Data section:
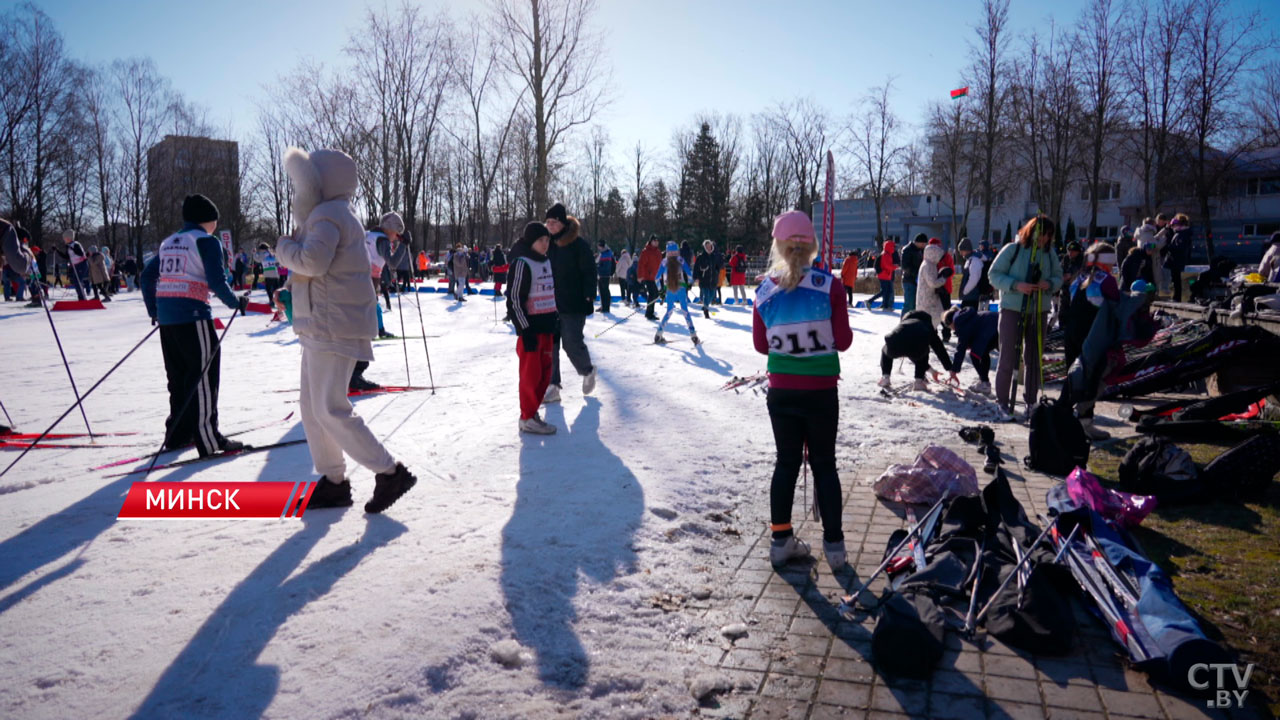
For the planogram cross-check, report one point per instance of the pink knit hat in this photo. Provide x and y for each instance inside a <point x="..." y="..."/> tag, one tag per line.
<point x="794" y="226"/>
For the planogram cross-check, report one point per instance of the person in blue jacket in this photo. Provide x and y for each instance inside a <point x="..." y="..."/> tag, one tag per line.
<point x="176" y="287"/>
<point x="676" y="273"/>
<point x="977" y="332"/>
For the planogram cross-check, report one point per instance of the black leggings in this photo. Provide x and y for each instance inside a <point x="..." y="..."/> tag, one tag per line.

Description of the task: Rewrite every line of the material except the picture, including each request, and scale every x and y coordinate in the point tags of the answers by 1.75, rounding to the nearest whole number with halves rounded up.

Written answer:
For the planogram cross-check, report one point per instance of the pink knit hat in this photo. Provide x and y for each instance inside a <point x="..." y="..."/> tag, one tag per line.
<point x="1390" y="396"/>
For the planogram cross-check, report one point per instance of the person in blue jacket in this photo. Provide x and y for each instance inside a <point x="..." y="..."/> tag, one tag per line.
<point x="308" y="502"/>
<point x="1183" y="478"/>
<point x="1710" y="581"/>
For the planogram cross-check, report one point per instance of the black leggings in this photo. Provide x and y for each instance inside a <point x="..." y="..."/> tag, one tag per line.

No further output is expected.